■ **REQUEST**
Set down, word for word, the part of the Syria briefing transcript between "Q Given the" and "two years ago?", inclusive.

■ **TEXT BLOCK**
-- Begin --
Q But even if you don't have a complete list, can't you even say small arms, RPGs, heavier weapons? And weeks, months, years?
MR. RHODES: Well, on the first question, I obviously completely understand the interest. We're just not going to be able to get into that level of detail about the type of assistance that we provide publicly here. In terms of timelines, we have established these pipelines, so I think you should see this as a continuum. And so there's already material that has been flowing in to the opposition, and that will continue to be the case in the weeks to come. So we don't anticipate that this is something that is far off into the future. This is part of the continuum of assistance that we've provided, because we've already been dealing directly with the SMC.
And this gets to the timing issue as well. We have relationships today in Syria that we didn't have six months ago that gives us greater certainty not just that we can get stuff into the country, but also that we can put it in the right hands so that it's not falling into the hands of extremists.
Q Give us a better understanding of how -- explain how does the provision of small arms -- given the fact that most of the rebels already have small arms of that sort -- how does that convince Bashar al-Assad not to use chemical weapons again?
MR. RHODES: I'm not going to get into kind of a detailed description of different types of assistance.
Q How does this action --
MR. RHODES: What I'd say is, first of all, as a general matter, we want the opposition to be as strong as possible, because both -- frankly, for the reason that they are faced with a brutal regime that has shown no restraint and the actions that they've taken against them and also because of the fact that we've seen this increased foreign involvement, particularly from Iran and Hezbollah.
We believe that we can make a difference. And keep in mind, it's not just the United States that's providing assistance into Syria. We have a number of Arab partners who are also focused on providing assistance -- Turkey has been a partner as well.
So we believe that we have a coalition of countries that is prepared to support the Syrian opposition. And again, this will improve their capabilities. This will improve their effectiveness within Syria. At the same time, they need to continue to strengthen their cohesion so that they can function in different parts of the country. You've already seen that the fighting runs from Aleppo, in the north, down to Qasara in the south. So we need to make sure that they are also able to firm up their position and be a coordinated body across the country.
Q Given the fact they've fallen behind in a variety of cities throughout the country as per reporting from on the ground there right now, was it a mistake for the U.S. and for other allies to not take this action at this level two years ago?
MR. RHODES: Well, first of all, what we've seen over the course of the last two years is momentum has ebbed and flowed within Syria. And at any given time, you can assess that either the regime or the opposition has some initiative.
As a general matter, Bashar al-Assad has been rejected by the, we believe, significant majority of his people. And that’s not a genie that you can put back in the bottle. So we don’t think that there's any way for the Syrian regime to prevail in this conflict in a way that obtains security for them, because the leader of Syria has no legitimacy among his people.
So, again, on the momentum question, ultimately, we still believe that there's not a scenario we can foresee where Bashar al-Assad can remain in power in a country that so clearly rejects his rule, and an international community that broadly rejects his rule even as he has some basis of support.
-- End --
■ **INFORMATION SUPPLIED**
-- Begin --
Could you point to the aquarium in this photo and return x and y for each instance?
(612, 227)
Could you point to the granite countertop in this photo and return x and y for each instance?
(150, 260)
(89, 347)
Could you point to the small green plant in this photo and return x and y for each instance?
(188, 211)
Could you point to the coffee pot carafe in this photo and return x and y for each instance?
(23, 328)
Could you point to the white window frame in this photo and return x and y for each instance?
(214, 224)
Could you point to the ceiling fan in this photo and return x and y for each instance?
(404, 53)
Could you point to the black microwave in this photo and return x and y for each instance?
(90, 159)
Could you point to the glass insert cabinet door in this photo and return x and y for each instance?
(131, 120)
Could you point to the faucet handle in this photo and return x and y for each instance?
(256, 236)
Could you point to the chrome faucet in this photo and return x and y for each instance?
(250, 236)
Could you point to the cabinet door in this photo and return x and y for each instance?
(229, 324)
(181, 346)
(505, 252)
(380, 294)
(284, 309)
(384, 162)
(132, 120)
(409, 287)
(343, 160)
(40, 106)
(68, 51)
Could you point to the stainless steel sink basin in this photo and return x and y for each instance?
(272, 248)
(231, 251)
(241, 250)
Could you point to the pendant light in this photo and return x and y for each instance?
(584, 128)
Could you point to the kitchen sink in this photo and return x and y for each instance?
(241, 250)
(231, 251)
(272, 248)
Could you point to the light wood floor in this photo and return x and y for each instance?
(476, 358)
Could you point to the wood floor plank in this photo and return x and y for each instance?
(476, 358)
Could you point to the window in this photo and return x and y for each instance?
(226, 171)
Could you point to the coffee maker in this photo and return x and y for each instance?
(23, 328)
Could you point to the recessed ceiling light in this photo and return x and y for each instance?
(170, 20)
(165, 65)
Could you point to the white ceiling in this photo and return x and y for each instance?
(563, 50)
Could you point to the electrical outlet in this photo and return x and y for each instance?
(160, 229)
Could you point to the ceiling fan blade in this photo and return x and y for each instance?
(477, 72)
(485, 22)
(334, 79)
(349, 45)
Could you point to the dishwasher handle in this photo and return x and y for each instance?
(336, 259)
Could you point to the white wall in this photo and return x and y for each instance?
-- End --
■ **ANSWER TO THIS EXERCISE**
Q Given the fact they've fallen behind in a variety of cities throughout the country as per reporting from on the ground there right now, was it a mistake for the U.S. and for other allies to not take this action at this level two years ago?